From the data below, retype exactly the lines starting with the one that contains "Target: bird's head" and ending with the one that contains "28, row 82.", both included.

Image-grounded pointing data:
____

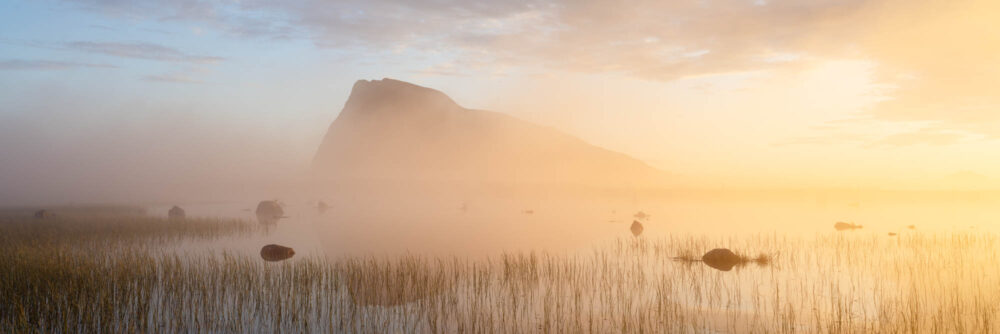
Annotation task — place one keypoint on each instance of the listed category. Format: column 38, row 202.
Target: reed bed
column 827, row 283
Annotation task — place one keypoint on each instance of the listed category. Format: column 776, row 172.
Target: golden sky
column 807, row 93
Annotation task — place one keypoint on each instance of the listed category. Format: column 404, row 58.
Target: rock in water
column 41, row 214
column 636, row 228
column 274, row 253
column 721, row 259
column 176, row 213
column 842, row 226
column 268, row 212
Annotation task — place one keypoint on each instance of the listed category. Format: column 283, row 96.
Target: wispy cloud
column 172, row 78
column 141, row 50
column 943, row 65
column 24, row 64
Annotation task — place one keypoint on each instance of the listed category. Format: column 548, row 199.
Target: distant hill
column 395, row 131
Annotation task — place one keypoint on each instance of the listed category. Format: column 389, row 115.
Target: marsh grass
column 917, row 283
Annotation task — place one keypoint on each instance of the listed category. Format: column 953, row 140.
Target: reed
column 66, row 280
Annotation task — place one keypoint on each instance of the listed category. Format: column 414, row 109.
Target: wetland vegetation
column 115, row 273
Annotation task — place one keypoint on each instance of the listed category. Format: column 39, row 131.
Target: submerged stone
column 721, row 259
column 274, row 253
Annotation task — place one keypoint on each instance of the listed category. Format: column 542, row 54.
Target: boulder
column 722, row 259
column 274, row 253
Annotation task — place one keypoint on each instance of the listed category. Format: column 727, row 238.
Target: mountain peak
column 370, row 96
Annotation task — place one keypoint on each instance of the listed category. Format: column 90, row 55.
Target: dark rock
column 636, row 228
column 722, row 259
column 276, row 253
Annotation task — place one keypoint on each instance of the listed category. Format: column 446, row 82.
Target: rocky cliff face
column 393, row 131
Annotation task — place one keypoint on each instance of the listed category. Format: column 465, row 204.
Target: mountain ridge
column 395, row 130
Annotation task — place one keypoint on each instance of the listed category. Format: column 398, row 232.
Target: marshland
column 518, row 166
column 137, row 271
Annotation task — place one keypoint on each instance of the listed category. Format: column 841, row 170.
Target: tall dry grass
column 69, row 281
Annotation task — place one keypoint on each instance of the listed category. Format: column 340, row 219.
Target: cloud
column 172, row 78
column 26, row 64
column 141, row 50
column 942, row 58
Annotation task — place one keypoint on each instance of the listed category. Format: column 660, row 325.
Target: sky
column 118, row 96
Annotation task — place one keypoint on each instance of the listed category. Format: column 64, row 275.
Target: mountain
column 394, row 131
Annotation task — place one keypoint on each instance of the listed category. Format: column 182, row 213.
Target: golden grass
column 828, row 283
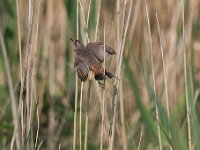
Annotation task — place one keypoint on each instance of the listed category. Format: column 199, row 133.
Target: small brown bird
column 90, row 58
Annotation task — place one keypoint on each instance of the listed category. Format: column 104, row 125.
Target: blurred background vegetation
column 41, row 60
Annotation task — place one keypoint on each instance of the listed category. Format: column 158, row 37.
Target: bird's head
column 77, row 43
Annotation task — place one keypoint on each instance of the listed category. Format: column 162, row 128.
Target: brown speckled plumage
column 91, row 58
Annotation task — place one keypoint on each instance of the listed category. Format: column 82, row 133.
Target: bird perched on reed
column 91, row 58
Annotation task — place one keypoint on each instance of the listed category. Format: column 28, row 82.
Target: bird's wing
column 82, row 69
column 97, row 50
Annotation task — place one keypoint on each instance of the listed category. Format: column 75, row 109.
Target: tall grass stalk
column 76, row 88
column 118, row 71
column 16, row 135
column 89, row 86
column 153, row 75
column 186, row 81
column 141, row 133
column 34, row 71
column 80, row 117
column 103, row 96
column 164, row 71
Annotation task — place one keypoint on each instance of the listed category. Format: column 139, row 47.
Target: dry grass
column 155, row 94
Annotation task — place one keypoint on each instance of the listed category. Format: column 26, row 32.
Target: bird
column 90, row 58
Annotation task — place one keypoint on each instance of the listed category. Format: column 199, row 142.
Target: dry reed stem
column 122, row 118
column 164, row 71
column 141, row 133
column 186, row 82
column 97, row 24
column 76, row 88
column 89, row 86
column 34, row 74
column 153, row 74
column 103, row 95
column 81, row 102
column 12, row 94
column 21, row 67
column 118, row 71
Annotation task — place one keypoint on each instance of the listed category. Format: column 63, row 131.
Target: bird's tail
column 109, row 75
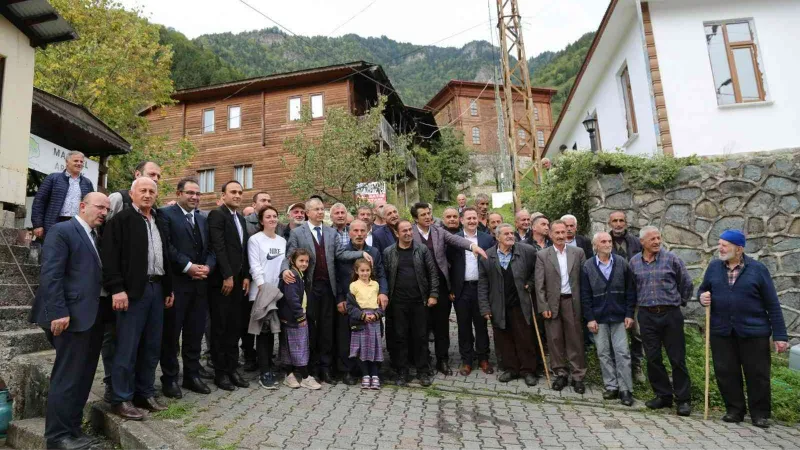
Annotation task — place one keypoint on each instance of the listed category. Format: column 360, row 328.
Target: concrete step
column 28, row 434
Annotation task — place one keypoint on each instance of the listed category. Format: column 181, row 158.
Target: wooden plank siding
column 264, row 126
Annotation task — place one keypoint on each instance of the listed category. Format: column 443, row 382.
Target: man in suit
column 464, row 295
column 229, row 284
column 136, row 273
column 321, row 241
column 573, row 239
column 438, row 240
column 558, row 294
column 191, row 261
column 506, row 278
column 59, row 196
column 67, row 306
column 344, row 273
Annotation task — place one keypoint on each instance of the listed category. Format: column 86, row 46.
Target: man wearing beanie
column 744, row 314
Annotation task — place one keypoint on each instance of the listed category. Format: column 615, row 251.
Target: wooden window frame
column 627, row 99
column 213, row 122
column 311, row 105
column 240, row 117
column 289, row 108
column 730, row 47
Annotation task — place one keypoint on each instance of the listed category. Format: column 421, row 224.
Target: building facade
column 683, row 77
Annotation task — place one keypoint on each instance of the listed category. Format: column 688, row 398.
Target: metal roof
column 38, row 20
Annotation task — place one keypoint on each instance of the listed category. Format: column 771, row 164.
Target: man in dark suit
column 344, row 272
column 464, row 277
column 229, row 284
column 322, row 243
column 136, row 273
column 59, row 195
column 67, row 306
column 438, row 240
column 191, row 261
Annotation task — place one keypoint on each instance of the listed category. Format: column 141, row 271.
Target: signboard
column 47, row 157
column 371, row 192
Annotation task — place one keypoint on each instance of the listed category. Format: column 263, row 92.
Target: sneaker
column 310, row 383
column 291, row 381
column 267, row 381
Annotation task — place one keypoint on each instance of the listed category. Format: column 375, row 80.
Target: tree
column 332, row 161
column 116, row 69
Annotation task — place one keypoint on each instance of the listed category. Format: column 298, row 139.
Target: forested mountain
column 417, row 72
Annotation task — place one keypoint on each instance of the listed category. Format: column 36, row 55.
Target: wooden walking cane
column 541, row 347
column 708, row 344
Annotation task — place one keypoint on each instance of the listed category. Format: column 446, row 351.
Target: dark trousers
column 468, row 314
column 665, row 329
column 138, row 350
column 77, row 354
column 409, row 322
column 187, row 316
column 248, row 340
column 225, row 329
column 346, row 363
column 439, row 317
column 515, row 343
column 320, row 313
column 265, row 343
column 732, row 355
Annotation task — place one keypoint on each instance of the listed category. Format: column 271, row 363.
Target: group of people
column 138, row 284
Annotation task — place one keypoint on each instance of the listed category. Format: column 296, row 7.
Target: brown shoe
column 150, row 404
column 126, row 410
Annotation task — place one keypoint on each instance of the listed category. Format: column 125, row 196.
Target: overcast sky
column 548, row 25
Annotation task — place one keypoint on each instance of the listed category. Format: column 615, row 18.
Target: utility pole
column 516, row 82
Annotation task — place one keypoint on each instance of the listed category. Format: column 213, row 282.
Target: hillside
column 417, row 72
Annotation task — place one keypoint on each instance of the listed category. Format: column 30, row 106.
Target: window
column 208, row 120
column 244, row 175
column 294, row 108
column 317, row 106
column 476, row 135
column 234, row 117
column 734, row 62
column 206, row 180
column 627, row 97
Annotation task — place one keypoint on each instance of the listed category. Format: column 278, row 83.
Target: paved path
column 457, row 412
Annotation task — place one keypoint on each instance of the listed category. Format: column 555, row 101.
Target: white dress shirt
column 564, row 269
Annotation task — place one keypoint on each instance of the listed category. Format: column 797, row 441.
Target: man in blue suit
column 59, row 195
column 67, row 306
column 464, row 295
column 192, row 260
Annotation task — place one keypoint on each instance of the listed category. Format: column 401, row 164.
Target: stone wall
column 757, row 193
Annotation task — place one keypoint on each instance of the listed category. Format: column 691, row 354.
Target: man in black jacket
column 228, row 285
column 413, row 285
column 136, row 273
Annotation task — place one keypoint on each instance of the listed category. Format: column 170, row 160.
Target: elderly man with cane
column 744, row 314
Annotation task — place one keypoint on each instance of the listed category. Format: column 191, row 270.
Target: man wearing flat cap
column 744, row 314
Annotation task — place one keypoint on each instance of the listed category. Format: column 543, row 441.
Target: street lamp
column 590, row 123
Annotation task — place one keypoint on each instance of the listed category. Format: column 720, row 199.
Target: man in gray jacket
column 506, row 277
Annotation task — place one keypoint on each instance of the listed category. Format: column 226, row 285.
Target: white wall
column 15, row 112
column 608, row 101
column 697, row 124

____

[Response]
Target: bird's head
column 77, row 43
Annotation task — place one keypoint on each instance of the listed category. Format: column 162, row 128.
Target: brown speckled plumage
column 91, row 58
Annotation task — place one keypoint on each instance of the listed category. Format: column 82, row 133.
Target: bird perched on reed
column 91, row 58
Annotation task — place one keypoint on each instance of the listed category. Format: column 28, row 82.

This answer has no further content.